▸ BRIEF
Whatever the records hold, copy it exactly and completely.

(Point localization data)
+++
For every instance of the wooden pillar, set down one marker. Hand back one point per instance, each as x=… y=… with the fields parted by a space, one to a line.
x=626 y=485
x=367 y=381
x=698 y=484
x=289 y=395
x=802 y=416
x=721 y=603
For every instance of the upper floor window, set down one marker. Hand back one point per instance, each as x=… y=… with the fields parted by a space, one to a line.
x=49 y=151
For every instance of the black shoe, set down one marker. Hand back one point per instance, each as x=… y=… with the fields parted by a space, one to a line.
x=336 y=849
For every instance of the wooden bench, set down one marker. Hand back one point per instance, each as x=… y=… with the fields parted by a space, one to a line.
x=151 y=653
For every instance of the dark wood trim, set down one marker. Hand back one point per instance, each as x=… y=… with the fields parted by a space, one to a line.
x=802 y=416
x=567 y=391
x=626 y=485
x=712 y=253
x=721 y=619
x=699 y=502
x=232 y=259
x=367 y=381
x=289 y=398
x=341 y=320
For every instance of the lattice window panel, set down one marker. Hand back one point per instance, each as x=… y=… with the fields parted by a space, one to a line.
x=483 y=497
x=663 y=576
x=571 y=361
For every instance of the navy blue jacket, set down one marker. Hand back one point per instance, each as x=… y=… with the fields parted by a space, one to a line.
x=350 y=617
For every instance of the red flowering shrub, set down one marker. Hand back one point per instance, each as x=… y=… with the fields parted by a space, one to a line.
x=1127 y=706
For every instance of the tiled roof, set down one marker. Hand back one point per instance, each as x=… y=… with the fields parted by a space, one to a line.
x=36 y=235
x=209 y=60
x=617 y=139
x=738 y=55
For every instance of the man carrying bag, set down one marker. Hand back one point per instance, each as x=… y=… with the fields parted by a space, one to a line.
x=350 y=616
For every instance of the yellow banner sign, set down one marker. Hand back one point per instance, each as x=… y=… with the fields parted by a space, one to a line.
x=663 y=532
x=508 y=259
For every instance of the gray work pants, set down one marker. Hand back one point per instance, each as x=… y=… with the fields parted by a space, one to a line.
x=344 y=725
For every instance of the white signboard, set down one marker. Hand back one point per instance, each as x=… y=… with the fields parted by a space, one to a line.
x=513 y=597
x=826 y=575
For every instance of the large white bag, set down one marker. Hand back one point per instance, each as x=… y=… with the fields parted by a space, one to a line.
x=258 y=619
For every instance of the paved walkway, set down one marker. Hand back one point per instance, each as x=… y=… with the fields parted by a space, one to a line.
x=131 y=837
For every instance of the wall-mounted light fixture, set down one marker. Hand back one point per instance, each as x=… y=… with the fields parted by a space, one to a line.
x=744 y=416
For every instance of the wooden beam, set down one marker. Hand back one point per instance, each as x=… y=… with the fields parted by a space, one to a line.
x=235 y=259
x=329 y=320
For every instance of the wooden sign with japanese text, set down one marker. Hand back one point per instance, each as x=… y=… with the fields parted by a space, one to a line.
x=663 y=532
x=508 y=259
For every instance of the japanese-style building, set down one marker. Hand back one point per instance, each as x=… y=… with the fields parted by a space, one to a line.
+++
▸ RESPONSE BOX
For every instance of the wooden pillar, set down one marker. Hand back one point per instance, each as x=… y=… with the fields parted by a space, one to a line.
x=626 y=485
x=367 y=381
x=698 y=484
x=289 y=395
x=802 y=416
x=721 y=603
For every instance of the upper floor window, set down one marker. Hand back one point per instance, each as x=… y=… with the fields parted by a space, one to a line.
x=49 y=151
For every instance of the black shoe, set down one marker. Hand back one point per instance, each as x=… y=… with the fields parted by a space, one to a line.
x=336 y=849
For every instance of the wooden bench, set down one marker. Hand back one point per instance, each as x=… y=… with the fields parted by a space, one to a line.
x=151 y=653
For every instance of the dark wood trim, set down one marker. Hand back one point per instance, each as x=… y=… with the fields parted by a space, one to a line.
x=802 y=416
x=567 y=391
x=626 y=485
x=712 y=253
x=721 y=619
x=699 y=502
x=232 y=259
x=367 y=381
x=289 y=398
x=341 y=320
For every instance of the lattice window panel, set down one marker. Hand back one point per instance, each as x=… y=… with the fields parted by a space, one to a line.
x=483 y=497
x=663 y=576
x=571 y=361
For every instance of the navy blue jacket, set down one marker. Hand back one point per instance, each as x=… y=… with the fields parted by a space, one to a line.
x=350 y=617
For every instance of the red flowering shrub, set down one marker. Hand back one point per instance, each as x=… y=… with the fields parted by a space, one to a line.
x=1127 y=706
For every instance of the tiled roof, set down one marker. Hand back one point per instance, each as x=… y=… with the fields parted by a space, one to a line.
x=36 y=235
x=209 y=60
x=617 y=139
x=738 y=55
For every instance of the man carrying bag, set down one marker. Hand back one point per instance, each as x=… y=… with the fields parted by a space, one to a line.
x=350 y=616
For every instance of the yellow banner sign, set down one marker. Hand back one point per instance, each as x=… y=… with the fields parted by a space, one to a line.
x=663 y=532
x=508 y=259
For every instance of the gray work pants, set down one marker. Hand back one point per instance, each as x=… y=… with the fields parted by a space, one to a line.
x=344 y=725
For every instance of the white signboard, set down one marker. Hand back one point per instance, each as x=… y=… with the fields parted by a space, one to a line.
x=513 y=597
x=826 y=575
For every instance of the large white bag, set down one marker. Hand back one point per instance, each as x=… y=… with the fields parted by a space, one to a line.
x=258 y=619
For every instance of the paved walkway, set down one marker. Hand back one point per instance, each as x=… y=… with the fields parted by a space, one to a line.
x=131 y=837
For every instance of the wall-mounted light fixture, set down one marker. Hand back one point per instance, each as x=… y=… with the fields parted by a space, one to a line.
x=744 y=416
For every instance of the wooden beam, set down one marker. Hand back one point per instance, each as x=… y=… with the fields parted by a space, one to a line.
x=235 y=259
x=329 y=320
For every instance of the wooden sign with japanese text, set down one marker. Hand back one point per instance, each as x=… y=… with the fields parted by a space, one to a line.
x=663 y=532
x=508 y=259
For every instance of the japanese-style building, set down one marker. Hand back one point per instance, each as x=… y=… with the fields parted by a space, one to a line.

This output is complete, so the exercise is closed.